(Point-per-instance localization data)

┌────────

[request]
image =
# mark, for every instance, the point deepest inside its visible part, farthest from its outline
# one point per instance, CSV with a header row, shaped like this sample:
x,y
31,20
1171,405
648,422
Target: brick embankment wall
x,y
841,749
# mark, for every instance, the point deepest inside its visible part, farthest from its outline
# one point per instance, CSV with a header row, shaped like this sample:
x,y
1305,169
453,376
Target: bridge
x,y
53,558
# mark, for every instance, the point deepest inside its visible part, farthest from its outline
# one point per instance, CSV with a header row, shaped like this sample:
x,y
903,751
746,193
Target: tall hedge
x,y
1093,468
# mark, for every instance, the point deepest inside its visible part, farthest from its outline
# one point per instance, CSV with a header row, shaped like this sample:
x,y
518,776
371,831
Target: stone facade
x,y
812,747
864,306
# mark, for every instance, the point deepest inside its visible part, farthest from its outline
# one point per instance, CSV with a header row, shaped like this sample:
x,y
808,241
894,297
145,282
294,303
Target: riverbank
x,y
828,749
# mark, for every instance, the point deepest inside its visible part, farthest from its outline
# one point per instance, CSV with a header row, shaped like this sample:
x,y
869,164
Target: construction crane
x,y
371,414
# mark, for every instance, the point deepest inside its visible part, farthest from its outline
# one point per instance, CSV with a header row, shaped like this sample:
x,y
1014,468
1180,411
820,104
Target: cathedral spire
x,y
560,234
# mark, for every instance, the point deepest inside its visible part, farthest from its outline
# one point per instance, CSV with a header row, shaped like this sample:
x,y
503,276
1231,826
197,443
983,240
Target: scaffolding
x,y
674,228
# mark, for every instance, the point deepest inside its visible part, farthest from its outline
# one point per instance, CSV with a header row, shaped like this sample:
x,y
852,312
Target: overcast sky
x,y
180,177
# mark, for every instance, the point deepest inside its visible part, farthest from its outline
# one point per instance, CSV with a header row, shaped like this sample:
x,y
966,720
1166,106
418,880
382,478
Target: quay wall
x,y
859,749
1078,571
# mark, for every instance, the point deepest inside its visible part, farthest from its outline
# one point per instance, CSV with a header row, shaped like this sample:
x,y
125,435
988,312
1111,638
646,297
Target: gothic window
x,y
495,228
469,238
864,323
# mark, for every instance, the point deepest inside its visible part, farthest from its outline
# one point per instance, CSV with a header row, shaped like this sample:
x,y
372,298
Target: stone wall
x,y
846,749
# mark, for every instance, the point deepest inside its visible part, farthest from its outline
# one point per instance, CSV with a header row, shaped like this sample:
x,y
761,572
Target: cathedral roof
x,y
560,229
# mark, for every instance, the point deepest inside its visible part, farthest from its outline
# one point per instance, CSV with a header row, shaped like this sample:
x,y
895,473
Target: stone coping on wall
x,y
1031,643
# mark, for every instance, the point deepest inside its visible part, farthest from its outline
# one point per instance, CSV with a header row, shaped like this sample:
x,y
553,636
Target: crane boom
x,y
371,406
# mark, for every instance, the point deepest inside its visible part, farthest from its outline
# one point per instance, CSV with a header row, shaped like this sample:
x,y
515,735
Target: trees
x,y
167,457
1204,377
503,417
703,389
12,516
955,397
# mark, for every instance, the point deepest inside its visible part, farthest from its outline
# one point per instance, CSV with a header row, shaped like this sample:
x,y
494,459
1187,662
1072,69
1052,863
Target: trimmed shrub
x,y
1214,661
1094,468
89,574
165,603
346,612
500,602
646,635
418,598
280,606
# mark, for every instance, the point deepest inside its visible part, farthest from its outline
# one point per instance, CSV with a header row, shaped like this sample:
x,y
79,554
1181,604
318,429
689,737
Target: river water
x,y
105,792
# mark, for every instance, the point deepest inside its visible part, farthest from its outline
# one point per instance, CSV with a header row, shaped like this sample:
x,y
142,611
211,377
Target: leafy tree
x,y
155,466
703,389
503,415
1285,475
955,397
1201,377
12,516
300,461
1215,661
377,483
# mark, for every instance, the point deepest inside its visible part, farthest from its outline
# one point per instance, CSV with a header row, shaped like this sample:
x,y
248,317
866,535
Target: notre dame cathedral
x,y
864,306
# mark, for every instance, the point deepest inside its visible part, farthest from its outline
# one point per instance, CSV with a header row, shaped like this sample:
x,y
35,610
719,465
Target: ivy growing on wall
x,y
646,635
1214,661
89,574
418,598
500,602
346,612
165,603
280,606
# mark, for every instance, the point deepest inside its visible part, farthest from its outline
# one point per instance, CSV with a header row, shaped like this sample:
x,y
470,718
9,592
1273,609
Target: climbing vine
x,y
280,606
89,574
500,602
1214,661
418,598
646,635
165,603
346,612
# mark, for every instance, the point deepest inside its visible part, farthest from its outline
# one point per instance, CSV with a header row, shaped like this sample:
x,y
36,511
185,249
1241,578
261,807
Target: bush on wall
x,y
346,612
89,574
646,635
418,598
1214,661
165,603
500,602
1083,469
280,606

└────────

Please retype the entries above in full, exactly as they stand.

OUTPUT FOR THIS EXERCISE
[request]
image =
# mark, for every instance, the point deepest inside its visible part, farthest from its outline
# one point per instance, CSV with a header row, shaped like this sample:
x,y
31,20
1171,405
648,422
Target: brick embankment wall
x,y
841,749
# mark, for every instance, the point deepest inside its visible part, farthest from its outline
# one point per instance, CSV with a header row, shaped like this sample:
x,y
1305,169
453,376
Target: bridge
x,y
53,558
# mark, for every instance, the point deepest inside its visible part, farthest from its outline
# one point per instance, CSV with a header row, shaped like this sample:
x,y
903,751
746,193
Target: tall hedge
x,y
1093,468
# mark, for every instance, the point deepest inside its visible part, farthest from its outline
# one point per instance, CSV with a header row, shaped like this sample:
x,y
518,776
371,831
Target: stone facade
x,y
812,747
864,306
# mark, for every instance, the point deepest inside its visible part, farthest from its outline
# one point per instance, CSV with a header row, shaped like this sample:
x,y
808,241
894,297
145,282
294,303
Target: riverbank
x,y
828,749
# mark, for every instance, the point deepest inside its visible part, farthest from its outline
# one point per instance, CSV with a header row, shaped like this sample:
x,y
869,164
Target: construction crane
x,y
371,414
# mark, for every instance, the point deepest inside its visible part, farthest from its outline
# one point per instance, CSV with a header row, shaped like this sample:
x,y
1014,468
1180,411
820,104
Target: cathedral spire
x,y
560,234
# mark, for every instance, the point deepest inside its visible part, farthest from its outline
# one point per instance, CSV with a header row, shaped like this sample:
x,y
503,276
1231,826
197,443
983,240
Target: scaffolding
x,y
674,228
# mark, for every instance, the point deepest inside its visible part, farthest from its outline
# one point per instance, CSV with a header row, shaped like this sample:
x,y
852,312
Target: overcast sky
x,y
180,177
# mark, for every instance, the point deepest inside its visible part, farthest from its outline
# one point per instance, CSV with a header row, shaped like this sample:
x,y
966,720
1166,106
418,880
382,478
Target: quay wall
x,y
859,749
1078,571
# mark, for every instance, the point deepest inside its visible part, farthest from its outline
# one point per instance, CSV with a header row, shaped like this sample:
x,y
125,435
988,312
1111,638
646,297
Target: gothic window
x,y
495,228
469,238
864,323
# mark, for every instance, the point deepest inside its visible part, farthest from its outline
# one point per instance, CSV with a header row, shaped like this sample:
x,y
372,298
Target: stone wall
x,y
846,749
# mark, for every instance, the point deepest inside its visible part, farthest from its outline
# one point per instance, CSV with a header row, shaped like this sample:
x,y
761,572
Target: cathedral roof
x,y
560,229
# mark, for every instance, the point deepest inside its visible part, farthest from its outline
# one point per instance, CSV with a header row, shaped like this sample:
x,y
895,473
Target: stone coping on wall
x,y
1031,643
# mark, for every instance, the point deepest inside its visible part, farthest from its outline
# one point per instance, CSV with a header row, shaped like this sample:
x,y
553,636
Target: crane boom
x,y
371,406
# mark, for every instance, the point deepest inside its visible part, farthest from its outline
# one point per instance, CSV with a header row, shaped like this sample:
x,y
515,735
Target: trees
x,y
167,457
1204,377
503,417
703,389
12,516
955,397
# mark, for every instance, the point deepest inside its visible part, farthest from its outline
# one point per instance, CSV with a header row, shaped like this sample:
x,y
494,459
1187,662
1072,69
1052,863
Target: trimmed shrub
x,y
1214,661
1094,468
89,574
165,603
346,612
500,602
646,635
418,598
280,606
# mark, for every instance, the point deepest inside its visible part, farthest from its outline
# one point per instance, CSV with a header row, shaped like this sample:
x,y
79,554
1181,604
318,429
689,737
Target: river water
x,y
105,792
# mark, for every instance, the point deepest inside its visible part, farthest from its outline
# one point per instance, CSV with a header row, shaped like this sample:
x,y
142,611
211,377
Target: leafy tree
x,y
155,466
703,389
503,415
1285,475
955,397
1201,377
12,516
300,461
1215,661
377,483
# mark, for every instance, the point deepest inside its visible part, farthest from its outline
# one point per instance, CSV with a header row, shaped like this sample:
x,y
248,317
866,535
Target: notre dame cathedral
x,y
864,306
# mark, for every instance, the point deepest inside its visible part, farthest from its outline
# one point per instance, CSV with a header row, shaped like this sample:
x,y
35,610
719,465
Target: ivy growing on wall
x,y
646,635
1214,661
89,574
418,598
500,602
346,612
165,603
280,606
# mark, for every instance, the point deepest inside its visible part, farthest from its outline
# one point per instance, CSV with a header row, shaped like this sample:
x,y
470,718
9,592
1273,609
Target: climbing vine
x,y
280,606
89,574
500,602
1214,661
418,598
646,635
165,603
346,612
# mark, for every instance, the point deepest inside its visible part, farthest from its outline
# one point per instance, CSV with a header row, shaped like this sample:
x,y
36,511
185,249
1241,578
261,807
Target: bush on wall
x,y
346,612
89,574
646,635
418,598
1214,661
165,603
500,602
1083,469
280,606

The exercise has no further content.